TASK REQUIREMENTS → Locate every line in the entries below that contains the string "rear" and copy each of those lines.

Raw entries →
+ + + +
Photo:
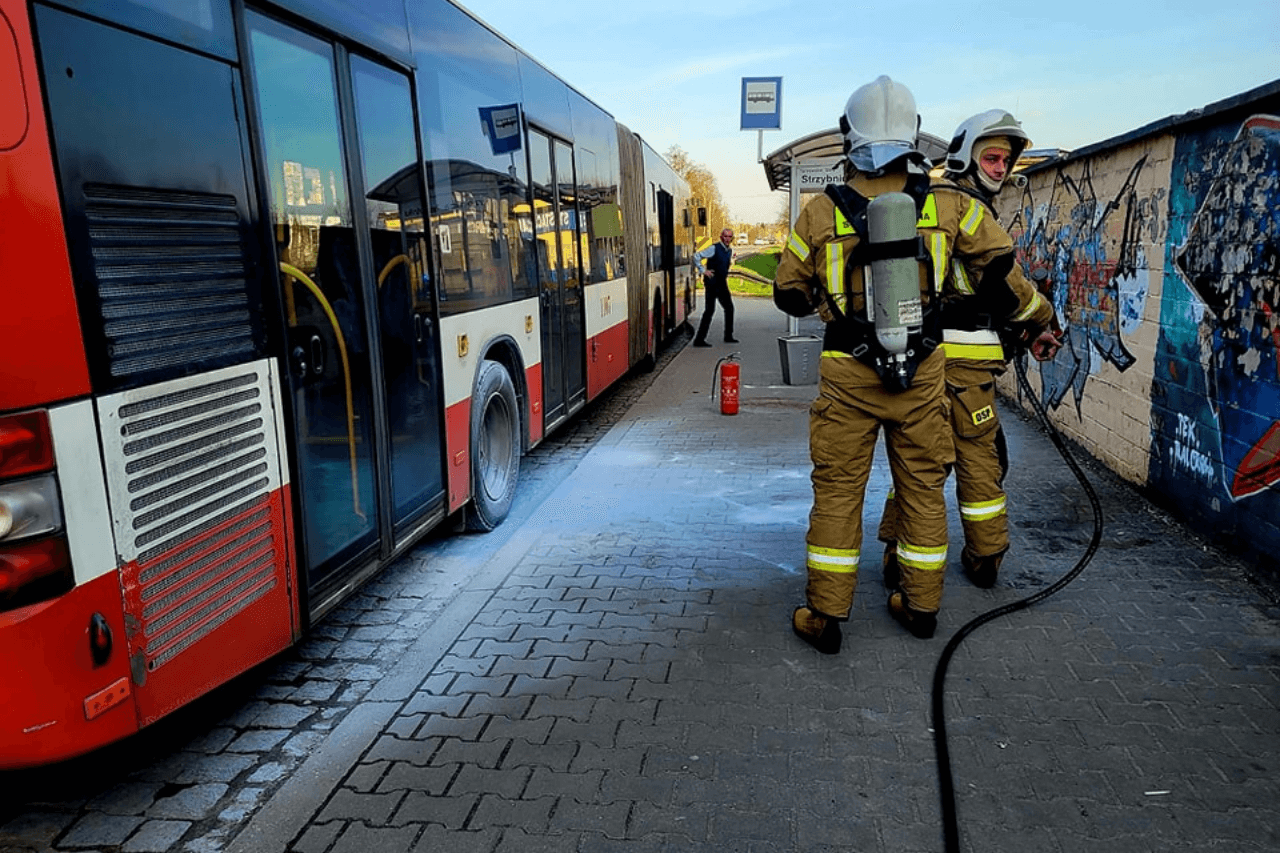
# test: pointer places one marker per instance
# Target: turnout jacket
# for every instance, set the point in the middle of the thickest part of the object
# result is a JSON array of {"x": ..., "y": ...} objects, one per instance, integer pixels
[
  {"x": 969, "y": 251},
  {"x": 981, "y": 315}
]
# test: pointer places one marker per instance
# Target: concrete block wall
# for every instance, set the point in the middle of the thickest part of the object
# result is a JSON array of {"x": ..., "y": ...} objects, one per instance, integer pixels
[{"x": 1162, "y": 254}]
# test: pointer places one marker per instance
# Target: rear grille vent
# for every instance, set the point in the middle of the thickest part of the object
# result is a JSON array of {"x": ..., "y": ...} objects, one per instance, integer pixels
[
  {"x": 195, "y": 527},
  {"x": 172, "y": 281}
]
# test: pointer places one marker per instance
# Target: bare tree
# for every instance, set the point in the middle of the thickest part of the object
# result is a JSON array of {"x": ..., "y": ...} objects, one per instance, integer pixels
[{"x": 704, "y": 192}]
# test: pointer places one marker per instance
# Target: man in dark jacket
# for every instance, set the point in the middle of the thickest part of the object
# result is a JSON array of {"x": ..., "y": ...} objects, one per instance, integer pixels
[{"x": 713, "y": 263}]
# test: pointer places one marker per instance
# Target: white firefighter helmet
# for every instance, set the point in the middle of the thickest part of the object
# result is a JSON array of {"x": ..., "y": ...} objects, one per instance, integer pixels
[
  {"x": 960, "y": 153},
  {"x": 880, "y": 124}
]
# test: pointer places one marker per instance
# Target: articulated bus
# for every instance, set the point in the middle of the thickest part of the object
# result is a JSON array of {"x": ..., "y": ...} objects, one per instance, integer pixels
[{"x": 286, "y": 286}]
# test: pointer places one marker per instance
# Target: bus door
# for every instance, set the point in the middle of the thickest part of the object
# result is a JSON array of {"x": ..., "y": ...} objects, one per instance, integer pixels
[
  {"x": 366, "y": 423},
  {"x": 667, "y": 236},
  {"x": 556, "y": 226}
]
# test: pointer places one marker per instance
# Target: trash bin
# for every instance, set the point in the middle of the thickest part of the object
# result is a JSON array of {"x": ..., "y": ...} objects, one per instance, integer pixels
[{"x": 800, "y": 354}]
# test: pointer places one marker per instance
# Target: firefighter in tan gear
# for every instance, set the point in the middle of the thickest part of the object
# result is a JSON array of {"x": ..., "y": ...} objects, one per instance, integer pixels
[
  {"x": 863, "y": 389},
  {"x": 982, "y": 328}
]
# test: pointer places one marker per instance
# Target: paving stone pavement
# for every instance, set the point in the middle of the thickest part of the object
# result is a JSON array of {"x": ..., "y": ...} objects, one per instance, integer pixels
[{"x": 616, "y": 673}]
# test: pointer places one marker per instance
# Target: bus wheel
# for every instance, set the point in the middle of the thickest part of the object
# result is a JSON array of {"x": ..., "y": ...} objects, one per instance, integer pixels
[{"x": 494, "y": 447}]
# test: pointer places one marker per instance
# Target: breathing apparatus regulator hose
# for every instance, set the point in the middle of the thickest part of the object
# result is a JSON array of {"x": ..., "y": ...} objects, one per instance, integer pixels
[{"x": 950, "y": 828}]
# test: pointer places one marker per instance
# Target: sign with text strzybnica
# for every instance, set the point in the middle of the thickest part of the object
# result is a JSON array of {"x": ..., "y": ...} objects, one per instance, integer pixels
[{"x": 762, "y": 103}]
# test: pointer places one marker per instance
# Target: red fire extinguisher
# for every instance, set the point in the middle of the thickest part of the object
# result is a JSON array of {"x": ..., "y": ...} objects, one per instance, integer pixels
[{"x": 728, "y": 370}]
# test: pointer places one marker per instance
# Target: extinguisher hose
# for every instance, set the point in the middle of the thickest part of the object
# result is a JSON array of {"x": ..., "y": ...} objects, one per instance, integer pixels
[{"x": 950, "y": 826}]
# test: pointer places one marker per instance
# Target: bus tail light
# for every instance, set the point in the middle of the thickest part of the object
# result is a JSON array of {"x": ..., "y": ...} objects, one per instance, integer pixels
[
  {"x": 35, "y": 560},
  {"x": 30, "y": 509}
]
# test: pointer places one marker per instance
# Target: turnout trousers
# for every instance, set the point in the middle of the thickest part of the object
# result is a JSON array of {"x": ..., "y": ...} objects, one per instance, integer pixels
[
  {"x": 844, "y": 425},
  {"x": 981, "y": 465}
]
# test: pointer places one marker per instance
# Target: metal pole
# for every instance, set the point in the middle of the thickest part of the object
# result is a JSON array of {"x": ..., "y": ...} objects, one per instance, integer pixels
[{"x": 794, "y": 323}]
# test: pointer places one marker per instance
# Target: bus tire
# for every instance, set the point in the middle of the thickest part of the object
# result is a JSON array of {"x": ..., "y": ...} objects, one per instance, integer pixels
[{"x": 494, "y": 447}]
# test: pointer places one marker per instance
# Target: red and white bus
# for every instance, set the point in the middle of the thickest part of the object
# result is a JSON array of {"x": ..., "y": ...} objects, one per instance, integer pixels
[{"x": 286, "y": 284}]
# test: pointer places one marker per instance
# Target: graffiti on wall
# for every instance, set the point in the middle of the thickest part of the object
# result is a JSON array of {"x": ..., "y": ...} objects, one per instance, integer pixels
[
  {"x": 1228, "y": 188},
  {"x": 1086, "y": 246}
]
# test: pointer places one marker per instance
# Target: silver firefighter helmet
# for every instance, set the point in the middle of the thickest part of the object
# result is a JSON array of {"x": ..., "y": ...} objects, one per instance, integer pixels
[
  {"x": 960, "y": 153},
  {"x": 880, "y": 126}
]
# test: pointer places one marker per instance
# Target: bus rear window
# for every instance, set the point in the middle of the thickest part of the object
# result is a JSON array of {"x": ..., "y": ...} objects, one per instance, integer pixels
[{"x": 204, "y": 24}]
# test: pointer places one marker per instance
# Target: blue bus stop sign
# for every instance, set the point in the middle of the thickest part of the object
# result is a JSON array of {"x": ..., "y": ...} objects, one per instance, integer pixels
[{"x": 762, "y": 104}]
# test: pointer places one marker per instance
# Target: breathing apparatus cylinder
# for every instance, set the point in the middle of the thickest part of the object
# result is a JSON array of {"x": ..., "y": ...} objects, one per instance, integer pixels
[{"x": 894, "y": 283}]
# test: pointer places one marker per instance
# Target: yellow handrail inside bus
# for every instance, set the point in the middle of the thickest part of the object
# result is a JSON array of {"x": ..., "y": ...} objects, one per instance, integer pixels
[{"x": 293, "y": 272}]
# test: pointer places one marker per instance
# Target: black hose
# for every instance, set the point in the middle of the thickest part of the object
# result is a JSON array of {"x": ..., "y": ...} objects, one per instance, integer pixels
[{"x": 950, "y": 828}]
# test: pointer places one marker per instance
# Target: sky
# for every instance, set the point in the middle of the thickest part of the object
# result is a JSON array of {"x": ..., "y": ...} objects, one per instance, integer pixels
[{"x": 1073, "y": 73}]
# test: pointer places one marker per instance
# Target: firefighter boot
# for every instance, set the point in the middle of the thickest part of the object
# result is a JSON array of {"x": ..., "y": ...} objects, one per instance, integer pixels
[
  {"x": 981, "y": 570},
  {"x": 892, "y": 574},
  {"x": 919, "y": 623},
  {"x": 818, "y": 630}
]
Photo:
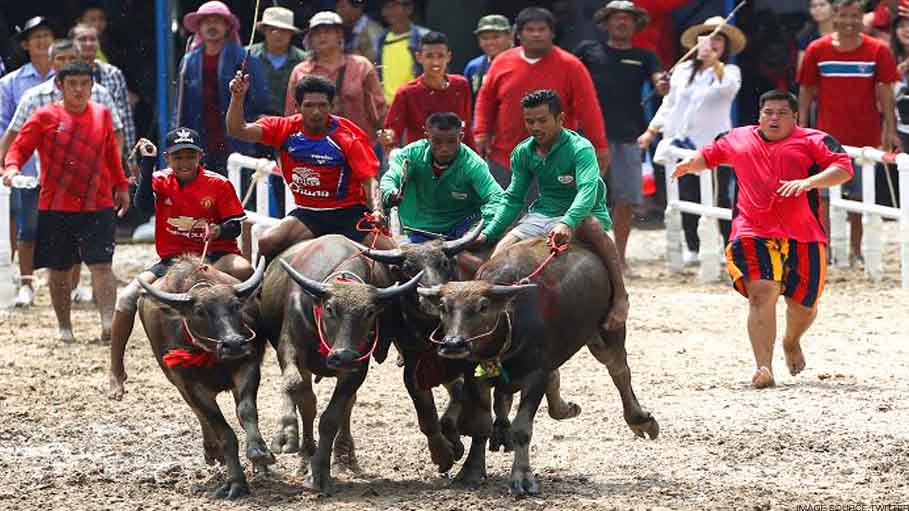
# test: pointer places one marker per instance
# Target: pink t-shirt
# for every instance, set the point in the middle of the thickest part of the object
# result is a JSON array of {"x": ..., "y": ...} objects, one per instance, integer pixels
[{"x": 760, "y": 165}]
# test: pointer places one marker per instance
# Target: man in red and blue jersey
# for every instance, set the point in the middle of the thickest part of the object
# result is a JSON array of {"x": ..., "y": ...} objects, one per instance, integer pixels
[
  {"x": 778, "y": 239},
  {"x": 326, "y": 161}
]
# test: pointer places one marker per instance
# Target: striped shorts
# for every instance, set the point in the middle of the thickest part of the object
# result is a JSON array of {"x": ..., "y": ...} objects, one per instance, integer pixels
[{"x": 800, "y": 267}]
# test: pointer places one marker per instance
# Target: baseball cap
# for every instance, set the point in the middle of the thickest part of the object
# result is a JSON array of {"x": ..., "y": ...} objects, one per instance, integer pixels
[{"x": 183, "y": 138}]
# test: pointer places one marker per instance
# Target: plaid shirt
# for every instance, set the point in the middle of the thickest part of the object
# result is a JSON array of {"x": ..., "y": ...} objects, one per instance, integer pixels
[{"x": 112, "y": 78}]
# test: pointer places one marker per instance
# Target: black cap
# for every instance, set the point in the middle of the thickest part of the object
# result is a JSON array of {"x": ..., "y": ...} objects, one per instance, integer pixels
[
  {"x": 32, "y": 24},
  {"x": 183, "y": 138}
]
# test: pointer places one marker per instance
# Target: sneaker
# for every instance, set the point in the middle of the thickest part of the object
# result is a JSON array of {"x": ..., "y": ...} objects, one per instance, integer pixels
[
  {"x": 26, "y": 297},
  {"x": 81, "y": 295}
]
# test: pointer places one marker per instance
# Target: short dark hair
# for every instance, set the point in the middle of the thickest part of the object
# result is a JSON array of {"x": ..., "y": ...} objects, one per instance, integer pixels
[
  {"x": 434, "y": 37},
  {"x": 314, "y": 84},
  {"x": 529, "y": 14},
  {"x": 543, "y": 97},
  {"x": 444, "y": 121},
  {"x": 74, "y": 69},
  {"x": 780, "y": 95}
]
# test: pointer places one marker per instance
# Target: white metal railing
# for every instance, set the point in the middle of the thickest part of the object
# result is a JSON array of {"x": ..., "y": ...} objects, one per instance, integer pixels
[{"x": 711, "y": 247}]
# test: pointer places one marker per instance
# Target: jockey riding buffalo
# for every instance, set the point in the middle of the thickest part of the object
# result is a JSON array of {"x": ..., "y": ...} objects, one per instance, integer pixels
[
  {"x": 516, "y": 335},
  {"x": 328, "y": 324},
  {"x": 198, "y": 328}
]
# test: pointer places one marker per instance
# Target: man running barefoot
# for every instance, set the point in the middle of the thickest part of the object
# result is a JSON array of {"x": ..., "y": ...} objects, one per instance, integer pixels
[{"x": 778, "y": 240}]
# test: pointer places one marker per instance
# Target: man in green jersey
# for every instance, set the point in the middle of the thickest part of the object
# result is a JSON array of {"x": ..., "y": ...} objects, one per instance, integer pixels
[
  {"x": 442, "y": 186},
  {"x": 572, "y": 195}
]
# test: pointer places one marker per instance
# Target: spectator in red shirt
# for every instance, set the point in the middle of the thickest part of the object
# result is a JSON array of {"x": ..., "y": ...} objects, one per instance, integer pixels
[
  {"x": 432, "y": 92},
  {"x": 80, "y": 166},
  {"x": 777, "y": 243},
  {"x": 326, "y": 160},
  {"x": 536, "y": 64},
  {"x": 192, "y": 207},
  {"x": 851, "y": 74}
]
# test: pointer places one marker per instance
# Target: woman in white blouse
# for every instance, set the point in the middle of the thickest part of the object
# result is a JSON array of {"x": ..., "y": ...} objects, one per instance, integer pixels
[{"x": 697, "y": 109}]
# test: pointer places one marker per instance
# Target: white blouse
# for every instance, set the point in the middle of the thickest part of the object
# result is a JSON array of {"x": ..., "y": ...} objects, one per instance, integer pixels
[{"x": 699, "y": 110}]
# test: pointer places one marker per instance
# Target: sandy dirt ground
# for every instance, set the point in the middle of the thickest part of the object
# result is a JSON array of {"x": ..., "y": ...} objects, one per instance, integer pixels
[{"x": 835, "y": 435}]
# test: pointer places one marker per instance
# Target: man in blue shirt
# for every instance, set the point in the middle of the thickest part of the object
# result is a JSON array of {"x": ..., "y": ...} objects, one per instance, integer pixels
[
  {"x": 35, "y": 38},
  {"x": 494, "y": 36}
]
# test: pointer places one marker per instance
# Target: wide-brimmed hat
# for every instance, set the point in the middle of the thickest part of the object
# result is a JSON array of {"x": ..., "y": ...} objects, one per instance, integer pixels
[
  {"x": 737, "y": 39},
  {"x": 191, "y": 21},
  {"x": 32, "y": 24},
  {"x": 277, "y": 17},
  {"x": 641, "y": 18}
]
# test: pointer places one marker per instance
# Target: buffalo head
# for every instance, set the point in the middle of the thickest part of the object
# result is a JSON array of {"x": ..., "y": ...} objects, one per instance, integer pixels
+ + + +
COMPLETE OUTPUT →
# Target: rear grille vent
# Target: bus rear window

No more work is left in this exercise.